Task objective: Please locate each line in the listing below that contains the word "every", and copy those lines. Case counts.

Information given:
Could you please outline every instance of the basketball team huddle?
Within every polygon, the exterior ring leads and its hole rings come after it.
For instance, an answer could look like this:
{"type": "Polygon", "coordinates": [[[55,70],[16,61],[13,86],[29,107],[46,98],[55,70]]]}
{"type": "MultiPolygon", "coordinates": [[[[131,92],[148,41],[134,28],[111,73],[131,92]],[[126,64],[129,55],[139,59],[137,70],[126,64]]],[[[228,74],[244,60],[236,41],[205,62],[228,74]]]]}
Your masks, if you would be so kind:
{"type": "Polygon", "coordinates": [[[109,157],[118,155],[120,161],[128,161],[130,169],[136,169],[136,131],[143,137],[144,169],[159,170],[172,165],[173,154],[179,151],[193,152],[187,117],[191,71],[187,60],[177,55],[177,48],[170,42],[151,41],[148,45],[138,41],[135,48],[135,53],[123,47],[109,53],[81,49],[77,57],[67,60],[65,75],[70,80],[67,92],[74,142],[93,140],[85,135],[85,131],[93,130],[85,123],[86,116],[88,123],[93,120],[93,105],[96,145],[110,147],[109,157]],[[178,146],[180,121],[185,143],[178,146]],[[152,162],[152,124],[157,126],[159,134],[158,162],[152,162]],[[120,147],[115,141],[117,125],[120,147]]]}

Answer to the problem:
Could you please outline every instance of the basketball team huddle?
Within every polygon, the exterior ring leads and its hole rings come after it.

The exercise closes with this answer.